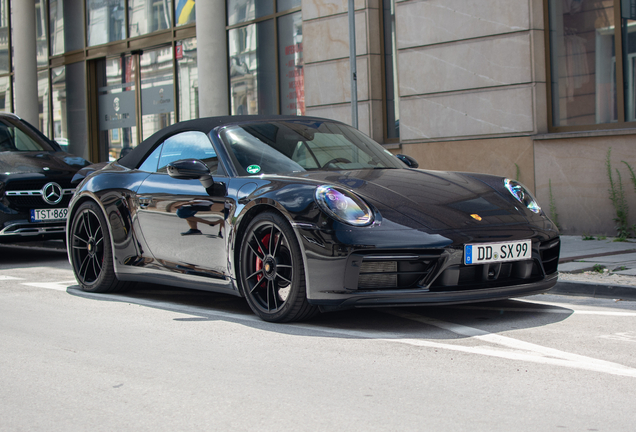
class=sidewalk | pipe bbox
[550,236,636,301]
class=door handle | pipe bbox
[139,197,152,209]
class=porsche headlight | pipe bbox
[316,186,373,226]
[504,179,541,214]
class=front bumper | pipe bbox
[302,224,560,310]
[0,220,66,243]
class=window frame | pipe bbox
[543,0,636,133]
[225,0,302,115]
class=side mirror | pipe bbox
[395,155,420,168]
[166,159,210,180]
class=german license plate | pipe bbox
[31,208,68,222]
[464,240,532,265]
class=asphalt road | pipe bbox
[0,246,636,431]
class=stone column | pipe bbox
[197,0,230,117]
[11,0,39,127]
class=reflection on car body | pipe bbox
[67,116,560,322]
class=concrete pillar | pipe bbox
[197,0,230,117]
[11,0,39,127]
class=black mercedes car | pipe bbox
[0,113,89,243]
[67,116,560,322]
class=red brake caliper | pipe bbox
[256,234,270,283]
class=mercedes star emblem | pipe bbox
[42,182,64,205]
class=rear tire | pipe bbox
[68,201,131,293]
[239,212,318,322]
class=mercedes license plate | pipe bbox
[464,240,532,265]
[31,208,68,222]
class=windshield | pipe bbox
[221,120,404,175]
[0,118,56,152]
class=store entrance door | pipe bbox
[95,46,175,161]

= = = = =

→ **WHAT YOU ARE ASKED TO DO**
Can you render all of the lines above as a JSON list of strings, one string per line, skipping blank lines and leaving out any pictures?

→ **COMPLETED EXERCISE**
[
  "class=sidewalk | pipe bbox",
  "[550,236,636,301]",
  "class=door handle | pipe bbox",
  "[139,197,152,209]",
  "class=porsche headlight | pipe bbox",
  "[316,186,373,226]",
  "[504,179,541,214]",
  "class=front bumper | pipe bbox",
  "[302,224,560,310]",
  "[0,220,66,243]",
  "class=window frame | pipe bbox",
  "[543,0,636,133]",
  "[225,0,302,115]",
  "class=side mirror | pipe bbox",
  "[395,155,420,168]",
  "[166,159,210,180]",
  "class=german license plate | pipe bbox",
  "[31,208,68,222]",
  "[464,240,532,265]",
  "class=asphalt road | pipe bbox",
  "[0,246,636,431]",
  "class=stone column | pipe bbox",
  "[197,0,230,117]",
  "[11,0,39,127]",
  "class=reflection on car body | pipe bbox",
  "[67,116,560,322]",
  "class=concrete pillar | pipe bbox",
  "[197,0,230,117]",
  "[11,0,39,127]",
  "class=black mercedes car | pipe bbox",
  "[0,113,89,243]",
  "[67,116,560,322]",
  "class=red brake caliper | pipe bbox",
  "[256,234,270,283]",
  "class=mercedes star emblem | pipe bbox",
  "[42,182,64,205]",
  "class=rear tire | pipe bbox",
  "[68,201,131,293]",
  "[239,212,318,322]",
  "class=mercedes license plate | pipe bbox",
  "[464,240,532,265]",
  "[31,208,68,222]",
  "class=windshield | pipe bbox",
  "[221,120,404,175]",
  "[0,118,56,152]",
  "class=store entrance door | pipe bbox",
  "[95,46,175,161]"
]